··· Texto extraído

Somalia, uno de esos países olvidados de la siempre olvidada África, acaba de recuperar su conexión a Internet después de tres semanas, tras arreglarse los daños sufridos en un cable submarino de fibra óptica, causados supuestamente, por un barco mercante de Omán. A mayores del colapso de actividades por la falta de servicio, hubo que sumarle la de no pocas familias somalíes, que subsisten gracias a las transferencias procedentes del extranjero. Pero ¿seríamos capaces de imaginar algo así en nuestro mal llamado primer mundo? ¿Tres semanas sin canales de vídeos, redes sociales o correos electrónicos? Ni en broma. A las tres horas sin recibir un mensaje en nuestro móvil creeríamos estar muertos, angustiosamente aislados de todo ser viviente, capaces de hundir con nuestras propias manos, el barco mercante que nos provocó semejante desdicha.

Y es que a día de hoy y muchas veces de manera imperceptible, la llamada era digital compone uno de los peligros que cohabitan cada espacio y cada segundo de nuestras efímeras vidas, de incalculable valía para decenas de acciones positivas, sin duda, pero con un elemento tan sumamente negativo, que por sí solo es capaz de dinamitar todo el resto del conjunto.

······

Preguntas:
1. Responde a estas preguntas sobre el texto de Somalia:
(a) ¿Cuánto tiempo estuvo Somalia sin conexión a Internet?
(b) ¿De qué país era el barco mercante al que se atribuyen los daños del cable submarino?
(c) ¿Qué es lo que, según el texto, compone uno de los peligros que cohabitan cada espacio y cada segundo de nuestras vidas?
2. Reproduce al pie de la letra el fragmento del texto de Somalia que empieza con las palabras "Y es que a día" y termina con "resto del conjunto.".

··· Datos mostrados

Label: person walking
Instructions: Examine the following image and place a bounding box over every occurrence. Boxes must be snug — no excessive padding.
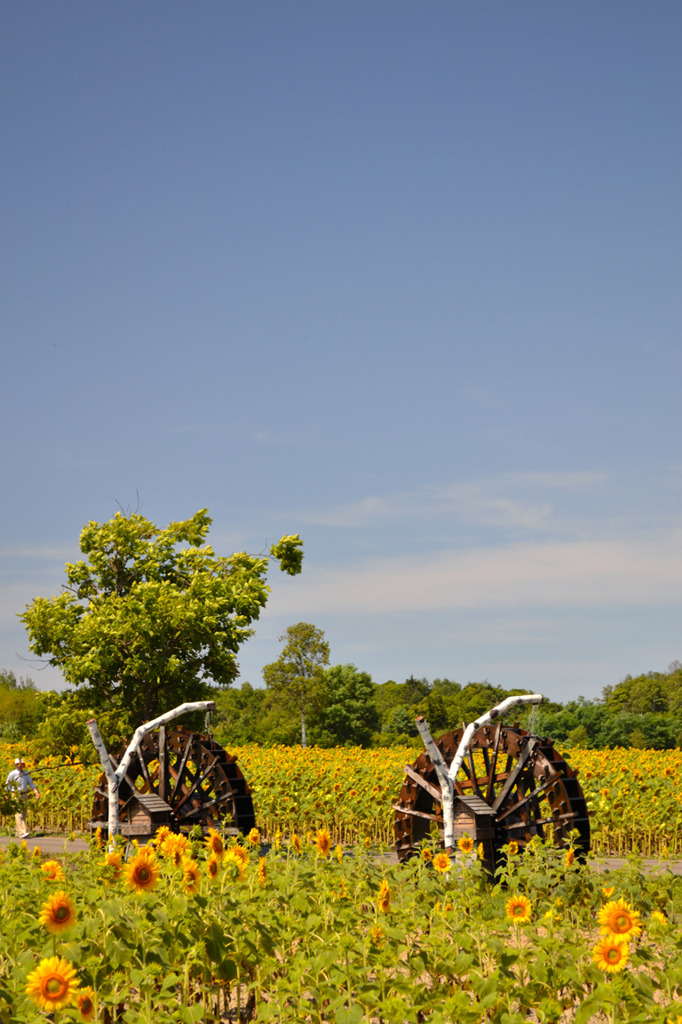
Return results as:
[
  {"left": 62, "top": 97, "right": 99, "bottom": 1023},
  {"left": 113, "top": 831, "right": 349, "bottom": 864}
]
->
[{"left": 5, "top": 758, "right": 40, "bottom": 839}]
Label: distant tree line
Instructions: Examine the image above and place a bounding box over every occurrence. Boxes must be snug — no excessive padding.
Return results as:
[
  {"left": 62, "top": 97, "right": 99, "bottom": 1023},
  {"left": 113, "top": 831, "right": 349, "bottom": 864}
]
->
[{"left": 0, "top": 651, "right": 682, "bottom": 760}]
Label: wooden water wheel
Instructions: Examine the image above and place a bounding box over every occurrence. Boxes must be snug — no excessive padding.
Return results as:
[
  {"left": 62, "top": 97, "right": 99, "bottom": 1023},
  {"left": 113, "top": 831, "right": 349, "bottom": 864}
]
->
[
  {"left": 90, "top": 726, "right": 256, "bottom": 837},
  {"left": 393, "top": 723, "right": 590, "bottom": 874}
]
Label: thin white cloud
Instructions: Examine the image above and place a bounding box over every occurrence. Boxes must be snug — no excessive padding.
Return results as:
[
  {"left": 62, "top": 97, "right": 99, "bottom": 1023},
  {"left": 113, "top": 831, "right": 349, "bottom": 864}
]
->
[
  {"left": 268, "top": 529, "right": 682, "bottom": 617},
  {"left": 302, "top": 472, "right": 606, "bottom": 529}
]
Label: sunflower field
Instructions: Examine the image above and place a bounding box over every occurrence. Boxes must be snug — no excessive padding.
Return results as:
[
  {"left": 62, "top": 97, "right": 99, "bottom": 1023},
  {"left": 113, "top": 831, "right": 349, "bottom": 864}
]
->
[
  {"left": 0, "top": 743, "right": 682, "bottom": 858},
  {"left": 0, "top": 829, "right": 682, "bottom": 1024}
]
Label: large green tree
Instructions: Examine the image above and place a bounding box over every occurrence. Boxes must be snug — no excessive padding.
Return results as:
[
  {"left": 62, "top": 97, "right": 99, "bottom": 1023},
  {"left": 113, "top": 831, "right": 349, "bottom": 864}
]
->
[
  {"left": 263, "top": 623, "right": 329, "bottom": 746},
  {"left": 19, "top": 509, "right": 303, "bottom": 726}
]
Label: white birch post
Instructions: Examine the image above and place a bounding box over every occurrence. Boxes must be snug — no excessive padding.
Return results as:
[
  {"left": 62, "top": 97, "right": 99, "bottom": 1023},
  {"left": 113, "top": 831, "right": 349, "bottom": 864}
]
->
[
  {"left": 416, "top": 693, "right": 544, "bottom": 850},
  {"left": 415, "top": 715, "right": 455, "bottom": 850},
  {"left": 88, "top": 700, "right": 215, "bottom": 842}
]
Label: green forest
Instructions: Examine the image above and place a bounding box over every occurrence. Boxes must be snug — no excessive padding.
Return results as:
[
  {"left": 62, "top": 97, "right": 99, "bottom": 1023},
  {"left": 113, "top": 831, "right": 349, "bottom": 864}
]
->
[{"left": 0, "top": 663, "right": 682, "bottom": 757}]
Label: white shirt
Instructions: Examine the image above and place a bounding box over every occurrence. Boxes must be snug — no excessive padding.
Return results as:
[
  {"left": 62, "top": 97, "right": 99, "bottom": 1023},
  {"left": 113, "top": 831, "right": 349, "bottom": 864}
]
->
[{"left": 5, "top": 768, "right": 36, "bottom": 796}]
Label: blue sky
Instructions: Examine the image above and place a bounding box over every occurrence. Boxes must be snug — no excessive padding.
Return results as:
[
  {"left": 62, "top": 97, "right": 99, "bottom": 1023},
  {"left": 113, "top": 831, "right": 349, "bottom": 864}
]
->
[{"left": 0, "top": 0, "right": 682, "bottom": 699}]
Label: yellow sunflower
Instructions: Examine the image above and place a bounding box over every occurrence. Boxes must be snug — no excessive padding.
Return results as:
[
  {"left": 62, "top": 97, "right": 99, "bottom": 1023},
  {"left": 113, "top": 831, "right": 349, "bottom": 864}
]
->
[
  {"left": 38, "top": 890, "right": 76, "bottom": 935},
  {"left": 152, "top": 825, "right": 171, "bottom": 847},
  {"left": 432, "top": 850, "right": 453, "bottom": 874},
  {"left": 159, "top": 833, "right": 189, "bottom": 867},
  {"left": 222, "top": 846, "right": 248, "bottom": 882},
  {"left": 204, "top": 828, "right": 225, "bottom": 857},
  {"left": 457, "top": 836, "right": 474, "bottom": 853},
  {"left": 25, "top": 956, "right": 78, "bottom": 1014},
  {"left": 592, "top": 934, "right": 630, "bottom": 974},
  {"left": 597, "top": 899, "right": 642, "bottom": 936},
  {"left": 124, "top": 850, "right": 161, "bottom": 893},
  {"left": 505, "top": 893, "right": 531, "bottom": 925},
  {"left": 315, "top": 828, "right": 332, "bottom": 857},
  {"left": 103, "top": 850, "right": 123, "bottom": 881},
  {"left": 76, "top": 988, "right": 95, "bottom": 1021},
  {"left": 229, "top": 845, "right": 249, "bottom": 867},
  {"left": 40, "top": 860, "right": 63, "bottom": 882},
  {"left": 180, "top": 857, "right": 202, "bottom": 893},
  {"left": 206, "top": 853, "right": 220, "bottom": 881}
]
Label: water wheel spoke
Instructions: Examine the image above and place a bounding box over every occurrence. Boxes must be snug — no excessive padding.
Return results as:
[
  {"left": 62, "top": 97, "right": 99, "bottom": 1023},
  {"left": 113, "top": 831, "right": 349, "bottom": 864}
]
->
[
  {"left": 391, "top": 804, "right": 442, "bottom": 823},
  {"left": 404, "top": 765, "right": 442, "bottom": 803},
  {"left": 173, "top": 758, "right": 215, "bottom": 811},
  {"left": 137, "top": 748, "right": 154, "bottom": 793},
  {"left": 467, "top": 748, "right": 483, "bottom": 800},
  {"left": 483, "top": 722, "right": 502, "bottom": 804},
  {"left": 168, "top": 734, "right": 195, "bottom": 807},
  {"left": 498, "top": 779, "right": 556, "bottom": 821},
  {"left": 493, "top": 736, "right": 538, "bottom": 814}
]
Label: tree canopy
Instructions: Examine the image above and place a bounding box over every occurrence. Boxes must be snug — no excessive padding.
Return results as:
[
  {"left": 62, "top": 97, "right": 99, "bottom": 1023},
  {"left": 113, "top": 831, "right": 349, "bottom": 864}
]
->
[
  {"left": 263, "top": 623, "right": 329, "bottom": 746},
  {"left": 19, "top": 509, "right": 303, "bottom": 726}
]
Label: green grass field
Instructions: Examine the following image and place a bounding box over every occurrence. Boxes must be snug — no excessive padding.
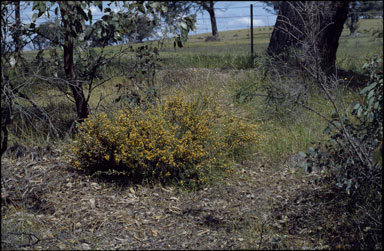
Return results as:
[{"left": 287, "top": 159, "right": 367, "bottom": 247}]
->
[{"left": 2, "top": 19, "right": 383, "bottom": 249}]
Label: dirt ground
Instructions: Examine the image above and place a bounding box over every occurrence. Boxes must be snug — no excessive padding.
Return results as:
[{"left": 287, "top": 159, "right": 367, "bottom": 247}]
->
[{"left": 1, "top": 147, "right": 330, "bottom": 249}]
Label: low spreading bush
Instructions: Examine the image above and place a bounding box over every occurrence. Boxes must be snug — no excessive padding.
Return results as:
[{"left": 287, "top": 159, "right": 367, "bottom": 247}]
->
[{"left": 71, "top": 93, "right": 259, "bottom": 185}]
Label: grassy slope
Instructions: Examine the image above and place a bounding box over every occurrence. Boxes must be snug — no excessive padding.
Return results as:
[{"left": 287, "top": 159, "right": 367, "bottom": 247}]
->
[{"left": 2, "top": 20, "right": 383, "bottom": 249}]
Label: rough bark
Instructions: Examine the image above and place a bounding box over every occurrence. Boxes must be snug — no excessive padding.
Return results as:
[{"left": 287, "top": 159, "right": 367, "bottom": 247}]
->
[
  {"left": 200, "top": 1, "right": 219, "bottom": 39},
  {"left": 267, "top": 1, "right": 349, "bottom": 72},
  {"left": 60, "top": 4, "right": 89, "bottom": 122},
  {"left": 14, "top": 2, "right": 23, "bottom": 54}
]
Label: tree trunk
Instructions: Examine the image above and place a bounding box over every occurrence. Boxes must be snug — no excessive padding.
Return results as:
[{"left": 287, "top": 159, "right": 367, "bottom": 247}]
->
[
  {"left": 14, "top": 1, "right": 23, "bottom": 54},
  {"left": 267, "top": 1, "right": 349, "bottom": 72},
  {"left": 199, "top": 1, "right": 219, "bottom": 39},
  {"left": 207, "top": 1, "right": 219, "bottom": 38},
  {"left": 60, "top": 3, "right": 89, "bottom": 122}
]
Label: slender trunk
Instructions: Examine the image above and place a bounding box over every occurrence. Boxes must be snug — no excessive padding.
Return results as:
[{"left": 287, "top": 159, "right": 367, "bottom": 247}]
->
[
  {"left": 60, "top": 3, "right": 89, "bottom": 122},
  {"left": 14, "top": 1, "right": 23, "bottom": 54},
  {"left": 207, "top": 1, "right": 219, "bottom": 38}
]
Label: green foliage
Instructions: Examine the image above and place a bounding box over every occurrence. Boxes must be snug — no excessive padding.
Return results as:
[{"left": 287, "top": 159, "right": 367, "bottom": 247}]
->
[
  {"left": 302, "top": 57, "right": 383, "bottom": 249},
  {"left": 72, "top": 93, "right": 259, "bottom": 186}
]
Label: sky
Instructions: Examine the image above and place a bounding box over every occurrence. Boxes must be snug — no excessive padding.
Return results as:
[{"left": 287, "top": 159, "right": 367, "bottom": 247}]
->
[{"left": 17, "top": 1, "right": 277, "bottom": 49}]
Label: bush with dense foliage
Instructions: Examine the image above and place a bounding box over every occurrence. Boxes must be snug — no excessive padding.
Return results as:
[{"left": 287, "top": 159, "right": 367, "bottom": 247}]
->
[
  {"left": 303, "top": 57, "right": 383, "bottom": 249},
  {"left": 72, "top": 93, "right": 259, "bottom": 185}
]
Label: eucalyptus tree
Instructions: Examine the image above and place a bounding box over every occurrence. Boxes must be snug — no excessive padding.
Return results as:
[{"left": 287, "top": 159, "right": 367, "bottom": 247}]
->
[{"left": 29, "top": 1, "right": 194, "bottom": 122}]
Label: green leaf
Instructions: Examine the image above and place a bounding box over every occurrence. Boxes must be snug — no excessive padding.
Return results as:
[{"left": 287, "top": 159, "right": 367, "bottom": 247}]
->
[
  {"left": 360, "top": 82, "right": 377, "bottom": 94},
  {"left": 32, "top": 13, "right": 39, "bottom": 22},
  {"left": 180, "top": 22, "right": 188, "bottom": 30}
]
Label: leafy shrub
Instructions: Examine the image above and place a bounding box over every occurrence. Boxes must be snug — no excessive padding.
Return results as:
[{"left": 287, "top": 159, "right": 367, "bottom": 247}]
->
[
  {"left": 303, "top": 57, "right": 383, "bottom": 249},
  {"left": 71, "top": 93, "right": 259, "bottom": 185}
]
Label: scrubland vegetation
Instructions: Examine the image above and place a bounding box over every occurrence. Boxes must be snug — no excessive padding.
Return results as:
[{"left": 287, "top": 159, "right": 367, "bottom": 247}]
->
[{"left": 2, "top": 19, "right": 383, "bottom": 249}]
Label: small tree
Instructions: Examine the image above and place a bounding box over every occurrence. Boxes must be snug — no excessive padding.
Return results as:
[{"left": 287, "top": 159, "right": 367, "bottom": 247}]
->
[{"left": 31, "top": 1, "right": 192, "bottom": 122}]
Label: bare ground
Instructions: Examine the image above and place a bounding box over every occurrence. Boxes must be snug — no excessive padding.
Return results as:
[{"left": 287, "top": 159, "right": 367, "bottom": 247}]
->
[{"left": 1, "top": 147, "right": 332, "bottom": 249}]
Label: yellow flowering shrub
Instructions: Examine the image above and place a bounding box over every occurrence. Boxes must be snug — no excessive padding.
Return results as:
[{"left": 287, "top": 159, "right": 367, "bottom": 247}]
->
[{"left": 71, "top": 93, "right": 259, "bottom": 185}]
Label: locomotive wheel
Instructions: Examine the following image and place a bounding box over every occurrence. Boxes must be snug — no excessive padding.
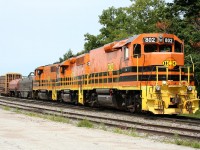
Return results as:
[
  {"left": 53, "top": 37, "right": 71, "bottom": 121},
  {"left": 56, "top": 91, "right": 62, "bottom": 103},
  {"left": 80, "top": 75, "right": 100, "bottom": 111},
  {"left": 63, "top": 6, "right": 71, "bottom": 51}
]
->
[{"left": 128, "top": 102, "right": 142, "bottom": 113}]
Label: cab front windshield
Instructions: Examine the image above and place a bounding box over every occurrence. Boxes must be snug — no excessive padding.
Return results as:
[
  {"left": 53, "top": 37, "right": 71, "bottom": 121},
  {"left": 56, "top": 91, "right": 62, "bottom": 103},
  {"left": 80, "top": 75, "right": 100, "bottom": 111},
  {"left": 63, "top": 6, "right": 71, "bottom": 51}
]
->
[{"left": 144, "top": 44, "right": 172, "bottom": 53}]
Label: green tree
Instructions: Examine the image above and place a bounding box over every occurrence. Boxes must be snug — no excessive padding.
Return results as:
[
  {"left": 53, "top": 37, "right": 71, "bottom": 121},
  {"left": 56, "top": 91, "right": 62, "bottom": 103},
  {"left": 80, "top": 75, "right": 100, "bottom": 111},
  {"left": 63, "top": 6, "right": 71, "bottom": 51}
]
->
[
  {"left": 84, "top": 0, "right": 166, "bottom": 51},
  {"left": 59, "top": 49, "right": 74, "bottom": 62}
]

······

Respuestas del ejercicio:
1.
(a) Tres semanas.
(b) De Omán.
(c) La llamada era digital.

2.
Y es que a día de hoy y muchas veces de manera imperceptible, la llamada era digital compone uno de los peligros que cohabitan cada espacio y cada segundo de nuestras efímeras vidas, de incalculable valía para decenas de acciones positivas, sin duda, pero con un elemento tan sumamente negativo, que por sí solo es capaz de dinamitar todo el resto del conjunto.